CEL: Z jakim klubem porównano Atletico w przytoczonym fragmencie dyskusji o piłce nożnej?

======== PRZYTOCZONY FRAGMENT ========

Ja tam liczę na to , że Arsenal coś ugra z niemcami.
@Bolek
Imo. Atletico się odbuduje , znajdą jakiś zastepców. To coś w stylu Porto. Sprzedają swoich najlepszych graczy by znaleźć nowe.
miki
wow, to jeszcze lepiej (imo przesada, nie dostaliśmy 4-0 żeby był taki kurs...). Sercem też wierzę, rozumiem jednak ciężko :)
Ale nie będę jednak stawiał, bo na swoich nie potrafiłbym. Może i większy pech wtedy :p
@hochland
Też podziwiam Simeone. Szkoda tylko, że robota pójdzie na marne, bo w lato z Atletico zrobią jarmark. Odejście Costy jest praktycznie pewne, a w mojej opinii stracą też drugiego i trzeciego najlepszego piłkarza - Koke i Curtoisa (Tak! On im uratował dużo punktów swoimi genialnymi interwencjami).

======== SEKCJA DANYCH ========

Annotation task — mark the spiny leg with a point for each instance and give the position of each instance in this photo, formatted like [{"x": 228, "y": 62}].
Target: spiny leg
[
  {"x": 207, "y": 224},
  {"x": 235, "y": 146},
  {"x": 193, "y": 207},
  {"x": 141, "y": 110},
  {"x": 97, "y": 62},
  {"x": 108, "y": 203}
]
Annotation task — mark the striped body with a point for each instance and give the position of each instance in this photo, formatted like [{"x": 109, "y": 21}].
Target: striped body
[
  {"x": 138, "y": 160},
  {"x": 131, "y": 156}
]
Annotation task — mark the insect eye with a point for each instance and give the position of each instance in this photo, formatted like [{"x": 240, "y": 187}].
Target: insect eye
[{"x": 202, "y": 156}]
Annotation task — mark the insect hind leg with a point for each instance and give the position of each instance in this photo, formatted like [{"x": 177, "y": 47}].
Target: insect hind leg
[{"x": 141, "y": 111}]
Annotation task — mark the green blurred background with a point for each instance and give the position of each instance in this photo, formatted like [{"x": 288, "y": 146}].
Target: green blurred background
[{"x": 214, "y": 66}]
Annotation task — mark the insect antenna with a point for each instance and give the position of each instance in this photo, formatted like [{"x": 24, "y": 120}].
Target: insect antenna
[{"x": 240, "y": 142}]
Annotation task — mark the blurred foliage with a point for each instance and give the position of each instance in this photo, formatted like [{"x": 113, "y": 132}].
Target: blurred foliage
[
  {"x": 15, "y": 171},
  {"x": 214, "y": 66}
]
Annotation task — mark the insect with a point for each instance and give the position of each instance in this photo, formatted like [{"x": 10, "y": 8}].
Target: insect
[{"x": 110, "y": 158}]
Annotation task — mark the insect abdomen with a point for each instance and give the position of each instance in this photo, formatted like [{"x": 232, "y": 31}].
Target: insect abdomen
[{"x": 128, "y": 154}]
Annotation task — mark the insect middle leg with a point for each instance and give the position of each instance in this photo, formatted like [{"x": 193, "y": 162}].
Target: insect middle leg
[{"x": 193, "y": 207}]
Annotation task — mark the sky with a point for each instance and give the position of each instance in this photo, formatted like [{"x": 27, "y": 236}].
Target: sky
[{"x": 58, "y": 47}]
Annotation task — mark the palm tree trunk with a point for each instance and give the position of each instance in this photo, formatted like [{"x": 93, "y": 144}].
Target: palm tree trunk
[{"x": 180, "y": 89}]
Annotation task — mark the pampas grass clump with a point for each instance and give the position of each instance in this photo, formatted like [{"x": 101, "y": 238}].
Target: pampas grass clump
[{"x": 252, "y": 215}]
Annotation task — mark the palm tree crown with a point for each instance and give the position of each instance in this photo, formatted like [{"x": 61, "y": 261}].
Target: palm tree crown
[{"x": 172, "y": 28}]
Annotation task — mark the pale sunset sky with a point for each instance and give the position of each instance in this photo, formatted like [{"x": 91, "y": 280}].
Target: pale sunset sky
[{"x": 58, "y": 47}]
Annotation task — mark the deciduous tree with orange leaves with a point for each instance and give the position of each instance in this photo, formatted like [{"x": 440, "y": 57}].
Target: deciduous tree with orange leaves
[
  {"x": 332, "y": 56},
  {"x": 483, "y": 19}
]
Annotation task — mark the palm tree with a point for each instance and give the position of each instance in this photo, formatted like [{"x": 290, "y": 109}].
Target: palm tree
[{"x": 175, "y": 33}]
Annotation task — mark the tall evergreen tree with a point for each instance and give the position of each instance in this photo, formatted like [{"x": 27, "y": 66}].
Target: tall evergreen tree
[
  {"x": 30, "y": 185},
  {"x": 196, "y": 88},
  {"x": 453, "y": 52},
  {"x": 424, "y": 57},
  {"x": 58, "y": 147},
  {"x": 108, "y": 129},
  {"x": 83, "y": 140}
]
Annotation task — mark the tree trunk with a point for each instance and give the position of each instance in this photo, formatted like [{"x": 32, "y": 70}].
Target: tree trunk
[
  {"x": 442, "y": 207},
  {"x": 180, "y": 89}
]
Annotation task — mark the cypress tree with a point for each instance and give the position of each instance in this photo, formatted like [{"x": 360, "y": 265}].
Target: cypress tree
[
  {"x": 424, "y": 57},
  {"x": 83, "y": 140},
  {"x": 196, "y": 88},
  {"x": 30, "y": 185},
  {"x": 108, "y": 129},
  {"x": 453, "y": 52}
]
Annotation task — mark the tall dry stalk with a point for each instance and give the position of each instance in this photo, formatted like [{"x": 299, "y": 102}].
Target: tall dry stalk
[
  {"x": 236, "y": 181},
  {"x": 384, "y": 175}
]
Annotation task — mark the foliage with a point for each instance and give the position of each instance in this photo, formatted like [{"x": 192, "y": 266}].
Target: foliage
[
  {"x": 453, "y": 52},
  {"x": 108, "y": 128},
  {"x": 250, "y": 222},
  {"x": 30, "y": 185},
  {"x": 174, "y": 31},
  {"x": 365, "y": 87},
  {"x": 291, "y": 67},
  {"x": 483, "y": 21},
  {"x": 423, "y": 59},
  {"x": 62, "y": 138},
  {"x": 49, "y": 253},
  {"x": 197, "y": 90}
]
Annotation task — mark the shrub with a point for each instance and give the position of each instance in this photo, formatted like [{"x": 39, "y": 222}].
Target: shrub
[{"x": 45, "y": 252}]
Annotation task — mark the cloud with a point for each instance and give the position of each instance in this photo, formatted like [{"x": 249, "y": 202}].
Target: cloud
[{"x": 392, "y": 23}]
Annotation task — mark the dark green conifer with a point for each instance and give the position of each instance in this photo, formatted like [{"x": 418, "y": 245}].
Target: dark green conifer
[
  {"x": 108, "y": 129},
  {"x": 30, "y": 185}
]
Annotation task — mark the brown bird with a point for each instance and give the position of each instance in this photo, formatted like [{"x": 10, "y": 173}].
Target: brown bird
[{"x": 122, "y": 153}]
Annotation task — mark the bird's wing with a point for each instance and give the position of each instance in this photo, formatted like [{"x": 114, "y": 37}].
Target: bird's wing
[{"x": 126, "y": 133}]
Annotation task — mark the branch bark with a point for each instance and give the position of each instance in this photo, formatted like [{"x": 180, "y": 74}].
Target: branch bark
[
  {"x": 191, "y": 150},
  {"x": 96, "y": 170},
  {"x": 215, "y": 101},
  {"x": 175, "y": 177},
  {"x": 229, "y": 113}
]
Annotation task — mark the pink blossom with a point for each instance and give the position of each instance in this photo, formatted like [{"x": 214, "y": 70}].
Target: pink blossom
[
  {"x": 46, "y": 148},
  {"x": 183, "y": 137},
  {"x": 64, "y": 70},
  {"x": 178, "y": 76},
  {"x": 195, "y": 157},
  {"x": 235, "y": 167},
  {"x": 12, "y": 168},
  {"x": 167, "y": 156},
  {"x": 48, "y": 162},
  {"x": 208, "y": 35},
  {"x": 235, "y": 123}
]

========

PEŁNA ODPOWIEDŹ: Z Porto.